**Required action:**
Look through the lines below, find those with the word "gets", and copy them.

**Records for the exercise:**
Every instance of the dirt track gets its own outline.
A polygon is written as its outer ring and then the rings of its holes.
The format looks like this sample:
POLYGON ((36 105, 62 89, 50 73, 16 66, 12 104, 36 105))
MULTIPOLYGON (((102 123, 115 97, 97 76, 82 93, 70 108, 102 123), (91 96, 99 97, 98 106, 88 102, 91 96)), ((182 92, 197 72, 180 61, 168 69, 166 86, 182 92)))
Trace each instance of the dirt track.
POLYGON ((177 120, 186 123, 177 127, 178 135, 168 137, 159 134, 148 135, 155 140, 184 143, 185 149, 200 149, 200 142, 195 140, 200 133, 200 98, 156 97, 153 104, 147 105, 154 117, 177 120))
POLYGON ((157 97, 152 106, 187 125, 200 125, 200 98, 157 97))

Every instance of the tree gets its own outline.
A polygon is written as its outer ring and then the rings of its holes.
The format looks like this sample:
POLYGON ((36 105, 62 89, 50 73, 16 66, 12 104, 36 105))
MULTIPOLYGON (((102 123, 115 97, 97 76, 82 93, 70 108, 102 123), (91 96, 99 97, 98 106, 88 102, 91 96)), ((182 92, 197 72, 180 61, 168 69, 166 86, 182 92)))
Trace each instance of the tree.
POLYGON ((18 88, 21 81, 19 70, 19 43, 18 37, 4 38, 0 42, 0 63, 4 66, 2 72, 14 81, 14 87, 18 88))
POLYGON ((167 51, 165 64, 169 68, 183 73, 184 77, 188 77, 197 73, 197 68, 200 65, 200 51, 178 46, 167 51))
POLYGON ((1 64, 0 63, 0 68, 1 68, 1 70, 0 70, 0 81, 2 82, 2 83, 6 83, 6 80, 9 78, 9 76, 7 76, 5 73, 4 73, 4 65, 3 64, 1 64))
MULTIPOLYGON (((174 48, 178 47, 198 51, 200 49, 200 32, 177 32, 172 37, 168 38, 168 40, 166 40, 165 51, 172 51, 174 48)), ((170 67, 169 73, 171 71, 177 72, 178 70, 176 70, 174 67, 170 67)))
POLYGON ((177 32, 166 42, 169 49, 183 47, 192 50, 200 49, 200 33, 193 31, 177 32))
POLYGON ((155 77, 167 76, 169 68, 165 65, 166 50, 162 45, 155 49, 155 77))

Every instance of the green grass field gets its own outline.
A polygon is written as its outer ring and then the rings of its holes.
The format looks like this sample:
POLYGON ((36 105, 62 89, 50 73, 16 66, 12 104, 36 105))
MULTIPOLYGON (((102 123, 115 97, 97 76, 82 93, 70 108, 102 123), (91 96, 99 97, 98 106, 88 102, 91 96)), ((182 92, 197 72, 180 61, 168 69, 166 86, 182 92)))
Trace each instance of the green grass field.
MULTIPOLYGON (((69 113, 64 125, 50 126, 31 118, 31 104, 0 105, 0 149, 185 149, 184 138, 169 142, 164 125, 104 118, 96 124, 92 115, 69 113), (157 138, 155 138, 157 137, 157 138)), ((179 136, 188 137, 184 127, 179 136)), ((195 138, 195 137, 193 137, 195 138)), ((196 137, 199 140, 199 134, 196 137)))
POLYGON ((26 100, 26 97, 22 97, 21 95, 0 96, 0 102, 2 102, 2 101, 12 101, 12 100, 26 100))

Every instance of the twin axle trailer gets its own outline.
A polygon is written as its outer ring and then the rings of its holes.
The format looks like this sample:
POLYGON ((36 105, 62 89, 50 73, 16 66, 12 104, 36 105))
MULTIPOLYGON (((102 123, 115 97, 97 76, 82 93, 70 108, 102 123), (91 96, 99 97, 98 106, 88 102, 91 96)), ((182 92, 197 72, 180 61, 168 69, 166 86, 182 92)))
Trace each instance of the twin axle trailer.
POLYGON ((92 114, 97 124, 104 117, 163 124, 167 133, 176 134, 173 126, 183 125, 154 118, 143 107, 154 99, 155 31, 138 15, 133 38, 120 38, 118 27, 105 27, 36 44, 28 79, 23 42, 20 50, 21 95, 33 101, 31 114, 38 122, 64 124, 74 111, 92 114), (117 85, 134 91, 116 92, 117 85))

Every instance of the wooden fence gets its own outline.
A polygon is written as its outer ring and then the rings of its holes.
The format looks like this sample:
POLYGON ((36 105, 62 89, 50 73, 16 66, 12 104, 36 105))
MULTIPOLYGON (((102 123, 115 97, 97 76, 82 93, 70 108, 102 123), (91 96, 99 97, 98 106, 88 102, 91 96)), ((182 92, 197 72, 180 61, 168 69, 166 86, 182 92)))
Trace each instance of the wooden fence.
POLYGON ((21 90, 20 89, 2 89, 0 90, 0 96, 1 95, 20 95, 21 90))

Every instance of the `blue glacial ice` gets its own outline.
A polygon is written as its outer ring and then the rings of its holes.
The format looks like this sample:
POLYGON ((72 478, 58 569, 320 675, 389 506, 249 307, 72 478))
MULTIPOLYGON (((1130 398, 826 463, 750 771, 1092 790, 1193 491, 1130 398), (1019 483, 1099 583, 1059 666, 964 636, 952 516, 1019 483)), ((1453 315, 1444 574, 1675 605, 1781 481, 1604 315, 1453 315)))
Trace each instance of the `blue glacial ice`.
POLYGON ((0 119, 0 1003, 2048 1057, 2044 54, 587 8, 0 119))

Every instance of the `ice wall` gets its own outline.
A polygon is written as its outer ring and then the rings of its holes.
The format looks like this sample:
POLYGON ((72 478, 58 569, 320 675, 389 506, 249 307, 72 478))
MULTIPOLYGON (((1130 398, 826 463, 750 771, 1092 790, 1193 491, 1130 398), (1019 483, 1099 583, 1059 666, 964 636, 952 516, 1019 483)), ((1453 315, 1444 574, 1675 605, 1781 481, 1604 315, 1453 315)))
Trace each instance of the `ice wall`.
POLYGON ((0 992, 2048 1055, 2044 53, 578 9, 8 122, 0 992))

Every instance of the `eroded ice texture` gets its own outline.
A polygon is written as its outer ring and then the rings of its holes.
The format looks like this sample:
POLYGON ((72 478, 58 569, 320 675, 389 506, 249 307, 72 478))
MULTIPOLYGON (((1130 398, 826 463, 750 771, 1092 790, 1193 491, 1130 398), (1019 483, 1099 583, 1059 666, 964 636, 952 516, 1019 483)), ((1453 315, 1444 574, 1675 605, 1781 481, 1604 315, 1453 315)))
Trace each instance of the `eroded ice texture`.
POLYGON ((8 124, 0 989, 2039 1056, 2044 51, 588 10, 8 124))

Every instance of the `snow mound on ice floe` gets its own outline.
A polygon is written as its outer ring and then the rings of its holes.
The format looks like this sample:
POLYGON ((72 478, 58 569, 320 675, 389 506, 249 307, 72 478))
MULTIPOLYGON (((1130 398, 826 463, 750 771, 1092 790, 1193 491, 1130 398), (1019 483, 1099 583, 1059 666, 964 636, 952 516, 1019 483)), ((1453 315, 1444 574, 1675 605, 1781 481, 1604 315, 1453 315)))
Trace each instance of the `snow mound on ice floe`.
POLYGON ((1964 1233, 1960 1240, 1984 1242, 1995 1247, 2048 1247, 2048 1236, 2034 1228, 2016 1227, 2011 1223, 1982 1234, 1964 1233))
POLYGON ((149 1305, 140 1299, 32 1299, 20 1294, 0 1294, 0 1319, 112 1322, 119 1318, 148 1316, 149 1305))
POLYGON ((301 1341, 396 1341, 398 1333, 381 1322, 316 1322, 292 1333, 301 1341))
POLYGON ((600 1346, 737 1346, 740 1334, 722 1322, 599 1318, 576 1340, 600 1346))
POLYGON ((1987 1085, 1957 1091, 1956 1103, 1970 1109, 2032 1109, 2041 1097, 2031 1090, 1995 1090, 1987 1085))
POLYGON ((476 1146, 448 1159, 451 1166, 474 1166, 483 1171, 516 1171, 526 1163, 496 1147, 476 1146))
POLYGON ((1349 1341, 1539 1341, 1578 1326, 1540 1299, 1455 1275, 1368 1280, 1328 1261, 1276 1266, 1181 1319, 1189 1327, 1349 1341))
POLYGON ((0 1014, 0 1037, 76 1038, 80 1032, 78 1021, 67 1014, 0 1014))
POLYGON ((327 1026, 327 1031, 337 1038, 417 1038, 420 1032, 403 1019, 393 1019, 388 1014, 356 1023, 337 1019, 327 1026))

**Solution to this task:**
Every instance of the dirt track gets its own outline.
Every instance of the tree gets its own outline.
Every instance of the green grass field gets its own outline.
Every instance of the twin axle trailer gets its own outline.
Every instance of the wooden fence gets its own outline.
Every instance of the `blue glacial ice` gets its own outline.
Every instance of the `ice wall` gets its own outline.
Every instance of the `eroded ice texture` gets its own outline.
Every instance of the `snow mound on ice floe` gets its own outline.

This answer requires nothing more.